* **Data lines**:
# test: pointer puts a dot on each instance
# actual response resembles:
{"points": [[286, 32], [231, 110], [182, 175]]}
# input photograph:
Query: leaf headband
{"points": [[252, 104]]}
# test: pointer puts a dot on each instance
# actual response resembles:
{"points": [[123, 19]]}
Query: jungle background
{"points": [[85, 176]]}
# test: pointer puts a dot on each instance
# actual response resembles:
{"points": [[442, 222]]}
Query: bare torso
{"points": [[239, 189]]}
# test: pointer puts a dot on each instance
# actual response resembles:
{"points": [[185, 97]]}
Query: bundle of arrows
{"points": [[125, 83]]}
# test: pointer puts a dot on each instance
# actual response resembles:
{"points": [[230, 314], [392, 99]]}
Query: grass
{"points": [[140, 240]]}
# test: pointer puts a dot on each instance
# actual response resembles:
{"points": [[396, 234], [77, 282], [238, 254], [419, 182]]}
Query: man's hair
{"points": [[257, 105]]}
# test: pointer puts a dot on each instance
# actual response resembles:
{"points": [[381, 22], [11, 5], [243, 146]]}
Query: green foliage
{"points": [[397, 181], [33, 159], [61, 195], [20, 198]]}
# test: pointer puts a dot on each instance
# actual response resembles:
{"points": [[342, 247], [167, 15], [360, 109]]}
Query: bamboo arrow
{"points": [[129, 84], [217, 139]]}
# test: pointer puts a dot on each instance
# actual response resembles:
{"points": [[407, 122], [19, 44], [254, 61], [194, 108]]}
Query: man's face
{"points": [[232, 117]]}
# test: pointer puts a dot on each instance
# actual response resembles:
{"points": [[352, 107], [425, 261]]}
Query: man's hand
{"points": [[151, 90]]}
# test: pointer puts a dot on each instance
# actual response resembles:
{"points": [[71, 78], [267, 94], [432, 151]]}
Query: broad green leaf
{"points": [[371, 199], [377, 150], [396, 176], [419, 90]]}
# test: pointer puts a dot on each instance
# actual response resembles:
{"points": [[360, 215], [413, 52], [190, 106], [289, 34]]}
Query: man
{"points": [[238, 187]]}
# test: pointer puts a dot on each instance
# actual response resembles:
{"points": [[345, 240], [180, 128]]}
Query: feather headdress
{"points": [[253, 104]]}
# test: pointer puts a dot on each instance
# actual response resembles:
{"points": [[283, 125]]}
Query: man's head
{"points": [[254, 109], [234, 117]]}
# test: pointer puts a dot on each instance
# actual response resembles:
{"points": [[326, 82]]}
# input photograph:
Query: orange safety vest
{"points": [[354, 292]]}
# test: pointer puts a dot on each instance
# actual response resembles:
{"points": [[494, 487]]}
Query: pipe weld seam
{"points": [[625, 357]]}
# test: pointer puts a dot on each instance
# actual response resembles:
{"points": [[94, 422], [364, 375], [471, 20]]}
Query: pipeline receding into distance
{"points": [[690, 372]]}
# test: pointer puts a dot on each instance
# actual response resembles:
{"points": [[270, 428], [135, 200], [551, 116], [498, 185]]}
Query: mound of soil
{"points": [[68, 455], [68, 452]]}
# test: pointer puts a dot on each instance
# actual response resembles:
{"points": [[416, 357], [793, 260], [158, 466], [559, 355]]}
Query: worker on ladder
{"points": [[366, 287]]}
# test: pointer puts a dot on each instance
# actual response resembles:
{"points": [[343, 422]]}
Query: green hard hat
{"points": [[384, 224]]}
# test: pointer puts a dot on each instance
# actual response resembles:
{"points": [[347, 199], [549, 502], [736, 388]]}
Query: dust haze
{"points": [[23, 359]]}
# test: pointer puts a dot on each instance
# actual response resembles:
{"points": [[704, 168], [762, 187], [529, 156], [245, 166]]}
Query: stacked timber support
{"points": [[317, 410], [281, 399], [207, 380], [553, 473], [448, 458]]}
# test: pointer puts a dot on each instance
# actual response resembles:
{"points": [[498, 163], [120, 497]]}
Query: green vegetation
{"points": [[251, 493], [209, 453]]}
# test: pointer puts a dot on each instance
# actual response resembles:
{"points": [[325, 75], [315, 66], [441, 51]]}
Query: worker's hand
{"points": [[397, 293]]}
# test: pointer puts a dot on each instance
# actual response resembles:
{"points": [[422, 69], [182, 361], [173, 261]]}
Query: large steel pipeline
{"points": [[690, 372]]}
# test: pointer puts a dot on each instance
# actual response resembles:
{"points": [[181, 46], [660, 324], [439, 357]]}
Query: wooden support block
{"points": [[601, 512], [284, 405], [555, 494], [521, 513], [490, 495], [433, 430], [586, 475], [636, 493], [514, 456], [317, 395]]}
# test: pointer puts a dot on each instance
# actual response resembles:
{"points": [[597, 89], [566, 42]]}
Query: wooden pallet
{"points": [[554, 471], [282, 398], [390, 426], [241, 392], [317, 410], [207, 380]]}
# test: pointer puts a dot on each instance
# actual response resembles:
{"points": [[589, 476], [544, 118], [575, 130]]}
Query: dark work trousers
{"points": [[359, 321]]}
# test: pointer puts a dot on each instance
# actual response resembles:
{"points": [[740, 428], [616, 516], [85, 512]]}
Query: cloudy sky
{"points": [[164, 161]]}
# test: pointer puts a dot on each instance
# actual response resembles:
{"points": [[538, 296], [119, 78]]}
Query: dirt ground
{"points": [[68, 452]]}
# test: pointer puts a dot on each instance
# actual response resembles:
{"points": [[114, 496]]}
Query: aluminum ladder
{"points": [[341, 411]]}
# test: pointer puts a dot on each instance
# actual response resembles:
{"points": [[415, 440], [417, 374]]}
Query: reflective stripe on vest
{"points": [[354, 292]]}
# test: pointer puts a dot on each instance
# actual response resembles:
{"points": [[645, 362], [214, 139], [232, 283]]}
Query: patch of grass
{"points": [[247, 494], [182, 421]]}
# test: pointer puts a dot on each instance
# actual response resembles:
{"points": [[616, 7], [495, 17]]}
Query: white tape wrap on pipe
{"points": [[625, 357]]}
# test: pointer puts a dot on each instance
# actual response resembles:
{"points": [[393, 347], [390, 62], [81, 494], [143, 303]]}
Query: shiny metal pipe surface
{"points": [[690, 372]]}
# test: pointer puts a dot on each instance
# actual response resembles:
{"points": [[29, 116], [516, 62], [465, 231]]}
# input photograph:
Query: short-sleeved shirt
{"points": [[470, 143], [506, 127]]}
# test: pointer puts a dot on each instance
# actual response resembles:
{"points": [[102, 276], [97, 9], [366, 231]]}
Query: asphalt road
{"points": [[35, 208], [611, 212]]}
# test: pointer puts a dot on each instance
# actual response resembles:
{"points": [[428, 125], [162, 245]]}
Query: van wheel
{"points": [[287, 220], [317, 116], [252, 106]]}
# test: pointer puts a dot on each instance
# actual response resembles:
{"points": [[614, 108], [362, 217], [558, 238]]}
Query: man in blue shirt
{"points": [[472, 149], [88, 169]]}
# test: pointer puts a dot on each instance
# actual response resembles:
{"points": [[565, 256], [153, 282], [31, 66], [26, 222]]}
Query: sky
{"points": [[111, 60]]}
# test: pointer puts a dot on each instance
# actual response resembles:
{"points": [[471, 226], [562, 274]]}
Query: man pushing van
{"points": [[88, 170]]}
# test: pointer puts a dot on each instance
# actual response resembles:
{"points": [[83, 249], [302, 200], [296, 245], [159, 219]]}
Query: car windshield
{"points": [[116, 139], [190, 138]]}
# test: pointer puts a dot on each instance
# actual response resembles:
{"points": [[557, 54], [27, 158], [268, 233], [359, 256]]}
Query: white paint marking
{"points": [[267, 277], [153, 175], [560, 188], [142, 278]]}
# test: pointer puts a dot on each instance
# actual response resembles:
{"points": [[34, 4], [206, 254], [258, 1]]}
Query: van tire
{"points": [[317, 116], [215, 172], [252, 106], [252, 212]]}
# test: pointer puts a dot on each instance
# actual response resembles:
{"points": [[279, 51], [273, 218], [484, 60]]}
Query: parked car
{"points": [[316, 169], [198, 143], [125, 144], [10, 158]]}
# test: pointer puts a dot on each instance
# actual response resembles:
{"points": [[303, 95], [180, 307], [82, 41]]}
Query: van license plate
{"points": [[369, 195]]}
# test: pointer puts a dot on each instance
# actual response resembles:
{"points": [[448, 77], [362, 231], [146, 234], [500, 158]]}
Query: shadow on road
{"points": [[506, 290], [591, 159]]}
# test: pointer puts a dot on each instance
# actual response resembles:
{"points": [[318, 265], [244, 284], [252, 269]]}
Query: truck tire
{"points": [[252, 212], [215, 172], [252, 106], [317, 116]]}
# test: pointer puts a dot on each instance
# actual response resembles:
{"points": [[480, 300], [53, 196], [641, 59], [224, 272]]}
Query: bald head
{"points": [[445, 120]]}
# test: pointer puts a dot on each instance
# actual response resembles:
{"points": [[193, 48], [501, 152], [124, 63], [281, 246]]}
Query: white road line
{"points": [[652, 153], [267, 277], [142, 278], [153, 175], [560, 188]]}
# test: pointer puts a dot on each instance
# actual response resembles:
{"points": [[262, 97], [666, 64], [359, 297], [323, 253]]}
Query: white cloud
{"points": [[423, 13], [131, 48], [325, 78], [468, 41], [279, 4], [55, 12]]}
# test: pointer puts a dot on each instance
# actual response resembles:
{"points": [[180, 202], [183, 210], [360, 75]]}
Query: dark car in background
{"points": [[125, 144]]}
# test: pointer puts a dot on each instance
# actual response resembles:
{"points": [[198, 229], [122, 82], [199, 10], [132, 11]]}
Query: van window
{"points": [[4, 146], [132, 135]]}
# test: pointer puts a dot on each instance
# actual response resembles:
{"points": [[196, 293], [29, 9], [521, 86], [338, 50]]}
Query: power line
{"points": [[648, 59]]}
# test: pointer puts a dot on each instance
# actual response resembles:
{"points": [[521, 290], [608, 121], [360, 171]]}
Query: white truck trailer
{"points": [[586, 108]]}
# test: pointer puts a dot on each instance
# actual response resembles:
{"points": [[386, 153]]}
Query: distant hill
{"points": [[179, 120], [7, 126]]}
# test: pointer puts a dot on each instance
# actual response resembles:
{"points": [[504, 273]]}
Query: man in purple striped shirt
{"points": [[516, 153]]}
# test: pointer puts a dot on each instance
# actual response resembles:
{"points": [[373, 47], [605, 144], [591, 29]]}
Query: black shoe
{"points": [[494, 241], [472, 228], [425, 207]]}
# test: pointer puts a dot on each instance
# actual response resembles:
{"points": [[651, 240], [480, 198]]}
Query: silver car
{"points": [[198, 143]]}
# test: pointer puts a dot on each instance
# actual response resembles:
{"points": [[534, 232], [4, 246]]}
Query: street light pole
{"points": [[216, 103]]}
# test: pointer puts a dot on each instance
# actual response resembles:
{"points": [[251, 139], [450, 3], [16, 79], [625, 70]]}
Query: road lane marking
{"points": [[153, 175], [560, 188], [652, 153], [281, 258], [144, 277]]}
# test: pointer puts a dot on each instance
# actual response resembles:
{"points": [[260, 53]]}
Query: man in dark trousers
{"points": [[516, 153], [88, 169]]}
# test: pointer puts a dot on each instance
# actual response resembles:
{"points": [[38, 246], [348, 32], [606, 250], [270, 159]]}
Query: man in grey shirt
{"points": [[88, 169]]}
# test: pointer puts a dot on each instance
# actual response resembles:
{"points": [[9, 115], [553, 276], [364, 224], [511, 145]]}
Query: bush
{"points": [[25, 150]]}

* **Stated problem**: Pull out every line of the entries that contains the string "ladder", copying each one unchanged.

* **Written answer**:
Query: worker on ladder
Query: aluminum ladder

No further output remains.